**JOB A:**
In the lecture notes on Linux ext3 crash recovery, which two disk writes does the file system make when appending to a file?

**SOURCE EXTRACT:**
*****
6.S081/6.828 2019 Lecture 14: Linux ext3 crash recovery

Topic: high-performance file system logging
  via Linux ext3 case study

review: why logging?
  problem example: appending to a file
  FS writes multiple blocks on the disk, e.g.
    mark block non-free in bitmap
    add block # to inode addrs[] array
  it's dangerous for the FS to just do the disk writes
    a crash+reboot after one write would leave FS incorrect
      very damaging if block is both free and in use by a file
    such a file system lacks "crash recoverability"
*****
**INPUT:**
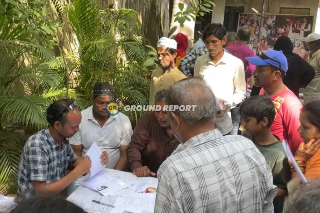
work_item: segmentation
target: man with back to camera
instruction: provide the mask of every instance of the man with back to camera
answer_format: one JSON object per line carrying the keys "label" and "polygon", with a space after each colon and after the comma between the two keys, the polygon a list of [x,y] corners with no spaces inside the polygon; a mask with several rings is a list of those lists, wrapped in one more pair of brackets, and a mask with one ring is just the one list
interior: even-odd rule
{"label": "man with back to camera", "polygon": [[[255,67],[248,62],[246,57],[254,56],[252,50],[247,46],[247,42],[250,40],[250,31],[244,29],[240,29],[238,31],[236,38],[236,43],[227,48],[227,49],[231,53],[233,56],[241,59],[244,66],[244,73],[245,77],[246,91],[248,86],[248,79],[252,75]],[[232,120],[233,127],[231,131],[231,134],[237,134],[238,130],[240,123],[240,104],[237,105],[234,108],[231,109],[231,118]]]}
{"label": "man with back to camera", "polygon": [[300,126],[299,116],[302,105],[294,94],[287,87],[282,78],[288,70],[288,62],[281,51],[260,51],[258,56],[246,58],[256,65],[252,75],[254,85],[262,87],[259,95],[267,95],[273,102],[276,118],[271,132],[283,141],[286,140],[294,155],[303,140],[297,130]]}
{"label": "man with back to camera", "polygon": [[166,105],[196,106],[168,112],[181,144],[158,171],[155,212],[273,212],[270,167],[251,141],[216,128],[215,97],[205,82],[182,80],[167,97]]}
{"label": "man with back to camera", "polygon": [[155,69],[151,75],[151,82],[149,104],[154,105],[155,95],[157,92],[168,89],[176,82],[187,78],[176,65],[177,57],[177,42],[162,37],[158,41],[157,54],[160,62],[160,66]]}
{"label": "man with back to camera", "polygon": [[127,165],[126,152],[132,135],[129,118],[121,112],[108,113],[106,105],[113,100],[113,87],[108,83],[97,83],[93,86],[92,106],[81,111],[79,130],[70,139],[77,156],[84,156],[95,141],[108,154],[106,168],[124,170]]}
{"label": "man with back to camera", "polygon": [[230,110],[244,100],[247,91],[243,63],[223,50],[226,33],[220,24],[210,24],[204,28],[202,39],[209,52],[197,59],[194,74],[203,78],[223,106],[217,117],[217,128],[223,135],[232,130]]}
{"label": "man with back to camera", "polygon": [[[49,126],[32,135],[21,154],[18,173],[18,201],[41,194],[58,194],[79,177],[90,173],[89,157],[77,157],[68,138],[79,130],[81,115],[74,101],[63,99],[47,109]],[[105,164],[108,156],[100,156]],[[65,175],[65,170],[73,169]]]}

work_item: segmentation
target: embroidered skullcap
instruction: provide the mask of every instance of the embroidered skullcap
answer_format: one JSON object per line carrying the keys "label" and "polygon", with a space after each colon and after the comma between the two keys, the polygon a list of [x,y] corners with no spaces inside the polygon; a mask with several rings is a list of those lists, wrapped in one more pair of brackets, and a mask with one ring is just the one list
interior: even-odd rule
{"label": "embroidered skullcap", "polygon": [[100,82],[93,86],[94,95],[113,95],[113,87],[108,83]]}
{"label": "embroidered skullcap", "polygon": [[166,37],[162,37],[158,41],[157,48],[163,47],[177,49],[177,42],[174,39],[170,39]]}

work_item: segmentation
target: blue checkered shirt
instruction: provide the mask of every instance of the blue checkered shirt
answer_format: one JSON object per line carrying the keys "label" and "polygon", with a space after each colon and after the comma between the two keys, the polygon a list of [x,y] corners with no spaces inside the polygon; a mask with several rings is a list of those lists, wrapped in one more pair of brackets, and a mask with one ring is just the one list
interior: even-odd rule
{"label": "blue checkered shirt", "polygon": [[[226,49],[224,49],[223,50],[226,52],[231,54],[230,52]],[[196,60],[197,58],[203,55],[206,54],[208,52],[209,52],[208,49],[205,46],[193,49],[191,52],[187,54],[181,59],[180,64],[179,64],[179,69],[186,76],[188,77],[192,76],[190,70],[191,66],[194,65]]]}
{"label": "blue checkered shirt", "polygon": [[60,150],[48,127],[29,138],[21,154],[19,166],[19,199],[35,195],[33,181],[50,183],[63,177],[69,163],[76,159],[68,139],[65,138],[64,141]]}
{"label": "blue checkered shirt", "polygon": [[157,172],[156,212],[274,212],[276,187],[250,140],[217,129],[178,146]]}

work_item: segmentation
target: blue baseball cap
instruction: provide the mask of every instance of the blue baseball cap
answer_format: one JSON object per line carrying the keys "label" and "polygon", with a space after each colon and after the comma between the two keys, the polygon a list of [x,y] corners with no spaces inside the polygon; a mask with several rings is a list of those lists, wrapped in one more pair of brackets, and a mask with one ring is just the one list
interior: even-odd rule
{"label": "blue baseball cap", "polygon": [[248,57],[245,59],[249,63],[256,66],[272,65],[279,68],[285,73],[288,71],[288,61],[281,50],[259,51],[258,56]]}

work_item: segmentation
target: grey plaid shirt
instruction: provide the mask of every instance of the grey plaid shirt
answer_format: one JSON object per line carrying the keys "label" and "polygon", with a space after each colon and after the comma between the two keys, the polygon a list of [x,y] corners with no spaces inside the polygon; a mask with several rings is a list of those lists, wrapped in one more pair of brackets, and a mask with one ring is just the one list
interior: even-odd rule
{"label": "grey plaid shirt", "polygon": [[[223,49],[223,50],[226,52],[231,54],[230,52],[226,49]],[[208,52],[208,49],[204,46],[193,49],[180,61],[179,69],[187,77],[192,76],[190,69],[191,66],[195,64],[197,58]]]}
{"label": "grey plaid shirt", "polygon": [[273,212],[276,187],[250,140],[218,130],[180,144],[157,173],[156,212]]}
{"label": "grey plaid shirt", "polygon": [[33,181],[48,183],[58,180],[64,176],[69,162],[76,156],[68,139],[59,146],[48,127],[32,135],[26,143],[21,154],[18,173],[19,199],[29,198],[35,194]]}

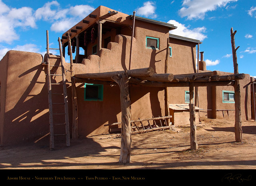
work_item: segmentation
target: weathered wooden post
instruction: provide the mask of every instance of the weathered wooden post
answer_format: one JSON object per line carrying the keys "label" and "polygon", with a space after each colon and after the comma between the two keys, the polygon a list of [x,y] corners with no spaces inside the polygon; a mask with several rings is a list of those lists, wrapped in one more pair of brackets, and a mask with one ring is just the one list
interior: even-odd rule
{"label": "weathered wooden post", "polygon": [[[169,47],[170,44],[169,43],[169,37],[167,39],[167,45],[166,48],[166,55],[165,58],[165,62],[164,63],[164,73],[167,73],[168,72],[168,59],[169,59]],[[170,111],[169,109],[169,88],[168,87],[164,87],[164,111],[165,116],[168,116],[170,115]],[[166,119],[166,125],[167,126],[170,125],[170,119]]]}
{"label": "weathered wooden post", "polygon": [[[231,37],[231,44],[232,46],[232,54],[233,55],[233,63],[234,64],[234,73],[238,73],[238,65],[237,63],[236,50],[239,47],[236,48],[235,45],[235,34],[236,30],[233,32],[233,28],[230,30]],[[241,93],[240,91],[240,84],[238,79],[235,79],[234,89],[235,90],[235,136],[236,141],[242,141],[242,120],[241,118]]]}
{"label": "weathered wooden post", "polygon": [[190,149],[198,149],[196,142],[196,111],[194,102],[194,83],[189,83],[189,113],[190,122]]}
{"label": "weathered wooden post", "polygon": [[129,79],[127,73],[113,76],[112,79],[120,88],[120,99],[122,112],[121,152],[119,162],[129,163],[131,161],[131,101],[129,94]]}
{"label": "weathered wooden post", "polygon": [[73,108],[73,122],[72,125],[72,139],[76,139],[78,138],[78,114],[77,110],[77,99],[76,97],[76,79],[74,77],[71,77],[72,87],[72,106]]}

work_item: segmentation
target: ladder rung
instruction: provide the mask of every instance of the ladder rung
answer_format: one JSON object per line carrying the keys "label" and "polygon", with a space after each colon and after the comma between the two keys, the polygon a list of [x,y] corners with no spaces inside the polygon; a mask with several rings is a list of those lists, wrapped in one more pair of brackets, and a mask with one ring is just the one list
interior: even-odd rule
{"label": "ladder rung", "polygon": [[66,123],[56,123],[54,124],[53,124],[54,125],[66,125]]}
{"label": "ladder rung", "polygon": [[54,135],[54,136],[66,136],[66,134],[59,134],[59,135]]}
{"label": "ladder rung", "polygon": [[63,93],[52,93],[52,94],[54,95],[64,95],[64,94]]}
*****
**JOB B:**
Reproduce the rows, starting at the beginning of the rows and ending at the line that contains "instruction: provide the mask of every instance of the man", both ends included. Omit the pictures.

**TASK ANSWER A:**
It marks the block non-free in the bitmap and adds the block number to the inode addrs[] array.

**TASK ANSWER B:**
work_item: segmentation
target: man with back to camera
instruction: provide the mask of every instance of the man with back to camera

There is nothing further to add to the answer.